• **TASK STATEMENT**
Can you quote exactly the stretch of lines from the one with "any work glove" through the final line of the material, both ends included?

::::

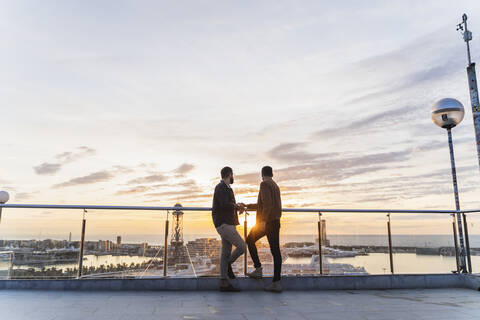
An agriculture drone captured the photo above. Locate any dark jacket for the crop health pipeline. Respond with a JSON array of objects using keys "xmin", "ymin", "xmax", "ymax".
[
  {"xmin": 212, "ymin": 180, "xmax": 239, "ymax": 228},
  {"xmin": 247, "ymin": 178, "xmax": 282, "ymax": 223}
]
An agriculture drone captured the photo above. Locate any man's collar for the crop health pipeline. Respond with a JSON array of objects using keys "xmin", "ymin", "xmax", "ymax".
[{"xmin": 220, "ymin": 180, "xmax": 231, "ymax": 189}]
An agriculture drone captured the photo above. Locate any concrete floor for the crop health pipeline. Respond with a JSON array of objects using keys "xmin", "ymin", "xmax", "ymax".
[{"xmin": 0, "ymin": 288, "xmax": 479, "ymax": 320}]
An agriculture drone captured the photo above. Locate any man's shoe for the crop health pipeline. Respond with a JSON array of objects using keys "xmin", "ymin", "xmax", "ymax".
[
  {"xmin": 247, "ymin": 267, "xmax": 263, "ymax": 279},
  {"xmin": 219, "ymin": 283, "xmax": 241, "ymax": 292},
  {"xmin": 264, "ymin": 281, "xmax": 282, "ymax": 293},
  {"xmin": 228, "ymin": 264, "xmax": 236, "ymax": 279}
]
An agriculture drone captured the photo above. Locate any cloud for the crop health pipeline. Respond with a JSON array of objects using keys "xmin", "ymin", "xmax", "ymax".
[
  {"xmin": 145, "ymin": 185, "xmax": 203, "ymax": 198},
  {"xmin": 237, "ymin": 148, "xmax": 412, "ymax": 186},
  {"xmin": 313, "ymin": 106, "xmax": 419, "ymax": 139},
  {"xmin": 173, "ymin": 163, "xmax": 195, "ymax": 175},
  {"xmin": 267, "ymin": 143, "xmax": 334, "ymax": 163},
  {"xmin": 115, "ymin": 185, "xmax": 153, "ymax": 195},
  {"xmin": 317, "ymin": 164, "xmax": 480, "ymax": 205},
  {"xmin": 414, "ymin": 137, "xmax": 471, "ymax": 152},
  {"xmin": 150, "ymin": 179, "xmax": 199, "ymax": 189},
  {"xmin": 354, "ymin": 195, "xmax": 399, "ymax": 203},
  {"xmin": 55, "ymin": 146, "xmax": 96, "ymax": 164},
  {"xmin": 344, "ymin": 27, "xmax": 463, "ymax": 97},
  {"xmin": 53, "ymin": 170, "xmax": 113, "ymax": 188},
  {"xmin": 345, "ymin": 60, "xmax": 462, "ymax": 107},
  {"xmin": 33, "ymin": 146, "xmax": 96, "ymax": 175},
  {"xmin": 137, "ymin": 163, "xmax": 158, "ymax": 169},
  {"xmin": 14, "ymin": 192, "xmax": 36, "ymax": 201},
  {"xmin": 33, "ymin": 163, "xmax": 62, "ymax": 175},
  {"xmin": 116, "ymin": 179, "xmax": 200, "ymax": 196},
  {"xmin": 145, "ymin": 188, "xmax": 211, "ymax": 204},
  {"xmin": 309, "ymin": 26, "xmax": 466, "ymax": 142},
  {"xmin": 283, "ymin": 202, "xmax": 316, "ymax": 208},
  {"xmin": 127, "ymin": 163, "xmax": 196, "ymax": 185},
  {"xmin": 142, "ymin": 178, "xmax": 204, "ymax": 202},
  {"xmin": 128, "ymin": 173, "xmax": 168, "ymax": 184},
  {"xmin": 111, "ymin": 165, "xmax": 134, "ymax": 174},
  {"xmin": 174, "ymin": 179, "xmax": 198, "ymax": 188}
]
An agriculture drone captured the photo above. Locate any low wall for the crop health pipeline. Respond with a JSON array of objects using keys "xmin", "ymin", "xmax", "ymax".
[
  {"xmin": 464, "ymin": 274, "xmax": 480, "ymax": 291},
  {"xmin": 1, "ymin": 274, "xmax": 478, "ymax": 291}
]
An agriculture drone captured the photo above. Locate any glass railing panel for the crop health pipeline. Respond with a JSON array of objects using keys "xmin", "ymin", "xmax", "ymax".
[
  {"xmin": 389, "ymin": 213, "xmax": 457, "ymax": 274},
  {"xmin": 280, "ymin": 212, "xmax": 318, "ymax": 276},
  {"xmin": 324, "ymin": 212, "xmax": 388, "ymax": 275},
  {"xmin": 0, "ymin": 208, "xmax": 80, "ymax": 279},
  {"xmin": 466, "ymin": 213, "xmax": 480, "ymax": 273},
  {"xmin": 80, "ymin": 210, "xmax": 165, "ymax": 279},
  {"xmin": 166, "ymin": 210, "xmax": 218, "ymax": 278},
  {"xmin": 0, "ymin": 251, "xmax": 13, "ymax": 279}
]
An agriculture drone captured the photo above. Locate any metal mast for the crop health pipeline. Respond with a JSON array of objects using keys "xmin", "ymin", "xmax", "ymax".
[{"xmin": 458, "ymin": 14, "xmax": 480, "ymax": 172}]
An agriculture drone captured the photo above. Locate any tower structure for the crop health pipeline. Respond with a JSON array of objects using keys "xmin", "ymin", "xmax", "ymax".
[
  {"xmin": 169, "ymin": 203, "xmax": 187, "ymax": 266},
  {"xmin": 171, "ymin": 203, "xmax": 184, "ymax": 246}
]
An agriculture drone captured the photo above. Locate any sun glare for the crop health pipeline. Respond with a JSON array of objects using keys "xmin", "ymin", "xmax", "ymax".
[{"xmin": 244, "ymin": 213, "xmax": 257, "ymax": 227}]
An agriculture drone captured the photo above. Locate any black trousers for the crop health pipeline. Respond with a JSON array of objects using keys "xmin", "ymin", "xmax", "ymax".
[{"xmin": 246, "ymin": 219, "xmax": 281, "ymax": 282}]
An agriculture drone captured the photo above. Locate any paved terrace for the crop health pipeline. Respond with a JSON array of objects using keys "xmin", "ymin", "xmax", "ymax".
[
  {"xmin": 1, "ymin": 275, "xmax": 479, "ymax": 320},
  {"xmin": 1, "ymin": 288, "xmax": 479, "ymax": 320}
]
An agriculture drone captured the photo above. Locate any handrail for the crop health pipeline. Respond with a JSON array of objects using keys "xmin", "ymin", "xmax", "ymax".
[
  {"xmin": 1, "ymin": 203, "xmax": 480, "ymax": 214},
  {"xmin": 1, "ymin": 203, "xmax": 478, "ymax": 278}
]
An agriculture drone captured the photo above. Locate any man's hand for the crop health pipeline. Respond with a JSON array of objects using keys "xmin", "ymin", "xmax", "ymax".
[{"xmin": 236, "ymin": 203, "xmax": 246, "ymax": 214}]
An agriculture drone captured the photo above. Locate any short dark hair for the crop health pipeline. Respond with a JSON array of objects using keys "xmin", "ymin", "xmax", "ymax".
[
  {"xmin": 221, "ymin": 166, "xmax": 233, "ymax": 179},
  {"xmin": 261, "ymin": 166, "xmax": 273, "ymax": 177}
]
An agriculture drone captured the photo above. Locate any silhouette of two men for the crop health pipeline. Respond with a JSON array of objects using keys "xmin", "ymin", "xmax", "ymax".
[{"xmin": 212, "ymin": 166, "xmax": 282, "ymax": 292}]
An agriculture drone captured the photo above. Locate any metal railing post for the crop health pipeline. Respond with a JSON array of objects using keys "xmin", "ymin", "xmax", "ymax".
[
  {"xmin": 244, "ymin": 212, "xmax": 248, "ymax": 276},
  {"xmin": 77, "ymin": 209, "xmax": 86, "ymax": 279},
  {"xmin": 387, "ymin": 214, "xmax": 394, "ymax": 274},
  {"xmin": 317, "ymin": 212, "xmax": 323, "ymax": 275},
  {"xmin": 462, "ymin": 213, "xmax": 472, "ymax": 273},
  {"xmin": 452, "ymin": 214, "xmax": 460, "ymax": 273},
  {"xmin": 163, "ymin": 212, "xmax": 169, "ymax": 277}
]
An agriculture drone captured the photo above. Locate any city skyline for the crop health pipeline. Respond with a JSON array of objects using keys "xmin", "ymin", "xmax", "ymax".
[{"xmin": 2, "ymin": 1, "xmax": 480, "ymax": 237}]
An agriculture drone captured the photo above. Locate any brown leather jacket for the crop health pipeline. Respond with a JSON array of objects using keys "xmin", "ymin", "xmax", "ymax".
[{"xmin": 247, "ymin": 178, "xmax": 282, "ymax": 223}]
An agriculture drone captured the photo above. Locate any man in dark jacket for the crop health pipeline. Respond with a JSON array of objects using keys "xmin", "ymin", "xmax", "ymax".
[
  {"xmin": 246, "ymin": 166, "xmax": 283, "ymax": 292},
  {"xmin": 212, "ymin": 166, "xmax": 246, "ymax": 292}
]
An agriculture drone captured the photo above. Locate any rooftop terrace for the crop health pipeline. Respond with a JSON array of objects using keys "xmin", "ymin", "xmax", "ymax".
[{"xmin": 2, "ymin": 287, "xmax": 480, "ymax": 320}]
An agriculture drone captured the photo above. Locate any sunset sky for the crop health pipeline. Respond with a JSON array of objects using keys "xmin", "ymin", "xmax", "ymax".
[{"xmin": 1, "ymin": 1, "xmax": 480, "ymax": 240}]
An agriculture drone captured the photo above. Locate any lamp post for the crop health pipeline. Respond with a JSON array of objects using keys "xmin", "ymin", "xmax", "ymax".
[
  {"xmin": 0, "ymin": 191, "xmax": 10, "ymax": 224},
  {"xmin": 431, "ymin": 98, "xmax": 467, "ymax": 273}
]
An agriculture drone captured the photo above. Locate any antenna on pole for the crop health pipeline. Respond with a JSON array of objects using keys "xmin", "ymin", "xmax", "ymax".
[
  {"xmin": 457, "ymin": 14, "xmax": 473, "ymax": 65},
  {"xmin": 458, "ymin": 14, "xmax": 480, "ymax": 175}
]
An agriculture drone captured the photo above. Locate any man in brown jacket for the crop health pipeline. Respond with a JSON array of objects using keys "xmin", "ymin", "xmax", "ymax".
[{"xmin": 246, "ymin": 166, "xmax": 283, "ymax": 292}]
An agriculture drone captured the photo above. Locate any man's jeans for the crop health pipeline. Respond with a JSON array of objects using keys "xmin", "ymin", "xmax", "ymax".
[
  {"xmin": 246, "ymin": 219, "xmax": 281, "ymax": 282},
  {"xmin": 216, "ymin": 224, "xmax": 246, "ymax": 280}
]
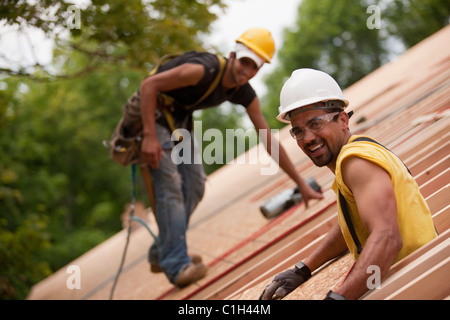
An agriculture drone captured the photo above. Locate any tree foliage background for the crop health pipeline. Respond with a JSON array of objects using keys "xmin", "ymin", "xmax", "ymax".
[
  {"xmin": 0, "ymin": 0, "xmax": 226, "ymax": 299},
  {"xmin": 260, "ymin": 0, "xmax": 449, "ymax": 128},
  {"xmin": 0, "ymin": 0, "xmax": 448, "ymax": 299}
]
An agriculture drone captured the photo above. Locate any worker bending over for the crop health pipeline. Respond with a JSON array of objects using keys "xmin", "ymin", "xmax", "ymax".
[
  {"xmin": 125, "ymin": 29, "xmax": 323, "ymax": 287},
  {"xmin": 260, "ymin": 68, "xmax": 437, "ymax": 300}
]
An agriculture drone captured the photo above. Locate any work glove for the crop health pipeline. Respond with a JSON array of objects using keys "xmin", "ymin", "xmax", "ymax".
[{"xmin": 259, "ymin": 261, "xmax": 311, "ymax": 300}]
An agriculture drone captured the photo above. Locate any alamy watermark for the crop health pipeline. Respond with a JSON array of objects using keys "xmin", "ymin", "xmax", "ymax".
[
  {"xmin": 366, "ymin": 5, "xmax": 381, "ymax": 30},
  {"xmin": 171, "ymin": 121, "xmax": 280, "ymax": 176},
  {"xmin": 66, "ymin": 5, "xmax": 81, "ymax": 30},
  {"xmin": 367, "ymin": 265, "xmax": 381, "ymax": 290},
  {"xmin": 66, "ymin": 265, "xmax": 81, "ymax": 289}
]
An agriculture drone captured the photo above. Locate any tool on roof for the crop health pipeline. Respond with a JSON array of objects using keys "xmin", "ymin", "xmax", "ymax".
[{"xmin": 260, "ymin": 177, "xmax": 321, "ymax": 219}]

::::

• **RESPONSE TO THE EXERCISE**
An agriculture drone captured the photo above. Locate any work glove for the crop health pipeline. Respond with a JSON array of objects using keys "xmin", "ymin", "xmax", "ymax".
[{"xmin": 259, "ymin": 261, "xmax": 311, "ymax": 300}]
An agriculture drone captured the photo above. Locate any alamy watermark for the crop health pipeline. Respond with a JSON array of objects using keys "xmin", "ymin", "xmax", "ymax".
[
  {"xmin": 366, "ymin": 5, "xmax": 381, "ymax": 30},
  {"xmin": 171, "ymin": 121, "xmax": 280, "ymax": 176},
  {"xmin": 66, "ymin": 5, "xmax": 81, "ymax": 30},
  {"xmin": 367, "ymin": 265, "xmax": 381, "ymax": 290},
  {"xmin": 66, "ymin": 265, "xmax": 81, "ymax": 289}
]
An agriculture drone captured the photo above. Locate any tool on roof for the crop health pipeline. Respond with a JSON array of objects using keys "xmin", "ymin", "xmax", "ymax".
[{"xmin": 260, "ymin": 177, "xmax": 321, "ymax": 219}]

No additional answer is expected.